What you need to do:
The answer is to be an exact copy of the lines below running from the line with "A single point falls on each instance of the red onion" down to the line with "A single point falls on each instance of the green", both ends included, and nothing more.

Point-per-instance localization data

○ ○ ○ ○

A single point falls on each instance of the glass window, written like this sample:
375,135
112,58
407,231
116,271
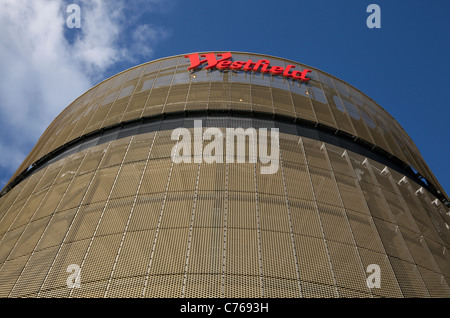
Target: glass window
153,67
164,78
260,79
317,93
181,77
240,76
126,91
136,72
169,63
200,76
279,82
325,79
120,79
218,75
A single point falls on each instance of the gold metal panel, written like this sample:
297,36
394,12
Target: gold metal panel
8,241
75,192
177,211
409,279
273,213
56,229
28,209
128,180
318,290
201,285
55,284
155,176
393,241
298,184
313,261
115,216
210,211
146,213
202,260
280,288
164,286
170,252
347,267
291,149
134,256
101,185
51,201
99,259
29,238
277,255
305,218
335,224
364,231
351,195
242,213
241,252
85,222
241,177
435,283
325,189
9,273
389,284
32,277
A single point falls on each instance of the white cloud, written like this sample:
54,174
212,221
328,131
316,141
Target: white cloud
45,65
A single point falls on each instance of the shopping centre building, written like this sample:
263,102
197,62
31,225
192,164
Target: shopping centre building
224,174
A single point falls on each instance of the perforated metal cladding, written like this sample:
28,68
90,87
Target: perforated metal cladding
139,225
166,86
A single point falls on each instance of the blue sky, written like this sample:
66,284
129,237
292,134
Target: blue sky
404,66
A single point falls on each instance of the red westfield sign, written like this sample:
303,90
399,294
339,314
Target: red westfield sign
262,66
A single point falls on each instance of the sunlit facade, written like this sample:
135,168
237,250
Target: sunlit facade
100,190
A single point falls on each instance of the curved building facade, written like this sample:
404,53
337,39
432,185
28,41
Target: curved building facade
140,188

○ ○ ○ ○

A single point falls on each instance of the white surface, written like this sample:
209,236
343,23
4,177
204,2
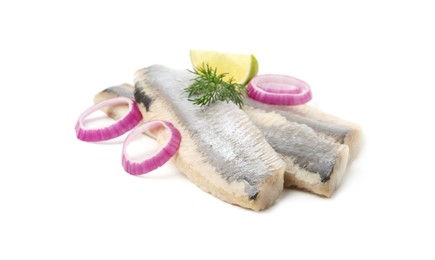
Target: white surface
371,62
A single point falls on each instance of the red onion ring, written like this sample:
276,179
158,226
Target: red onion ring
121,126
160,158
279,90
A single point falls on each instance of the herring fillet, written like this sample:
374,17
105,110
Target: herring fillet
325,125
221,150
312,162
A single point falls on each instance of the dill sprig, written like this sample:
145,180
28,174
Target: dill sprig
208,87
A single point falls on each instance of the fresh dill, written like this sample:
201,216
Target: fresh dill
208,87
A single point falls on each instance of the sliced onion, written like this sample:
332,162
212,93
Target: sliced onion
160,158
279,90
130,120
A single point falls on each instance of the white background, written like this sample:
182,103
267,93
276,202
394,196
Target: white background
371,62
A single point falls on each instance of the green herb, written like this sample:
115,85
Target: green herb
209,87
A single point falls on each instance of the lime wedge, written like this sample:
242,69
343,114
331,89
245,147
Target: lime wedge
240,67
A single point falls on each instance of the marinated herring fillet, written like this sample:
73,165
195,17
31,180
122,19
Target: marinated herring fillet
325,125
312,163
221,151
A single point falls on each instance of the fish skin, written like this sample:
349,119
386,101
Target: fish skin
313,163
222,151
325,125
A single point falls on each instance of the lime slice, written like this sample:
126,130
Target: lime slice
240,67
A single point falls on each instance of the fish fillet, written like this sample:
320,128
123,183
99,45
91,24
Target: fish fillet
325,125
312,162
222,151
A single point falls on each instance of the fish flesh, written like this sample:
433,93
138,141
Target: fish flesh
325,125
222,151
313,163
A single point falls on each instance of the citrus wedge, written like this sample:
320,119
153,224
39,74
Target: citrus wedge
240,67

○ ○ ○ ○

Response below:
A single point falls on each instance of the red onion ring, written like this sample:
276,179
158,226
Target: red onion ring
121,126
160,158
279,90
A single point falls on each instance of the herring fillet, written like this sample:
374,17
105,110
Target: herring fillet
325,125
221,150
312,162
A single point falls on each instance of the dill sprig, written like this sample:
145,180
28,174
Target: dill sprig
208,87
A single point falls on each instance of the fresh dill, written like this sample:
201,216
Target: fresh dill
208,87
A single point falls on each instance of the sliced onion, written like this sample:
332,162
212,93
Target: sliced onion
160,158
279,90
130,120
A single point falls on each instance of the white background, written like this sample:
182,103
267,93
276,202
394,196
Target: white background
371,62
A single point falls on each instance of the green herb, written like this sample:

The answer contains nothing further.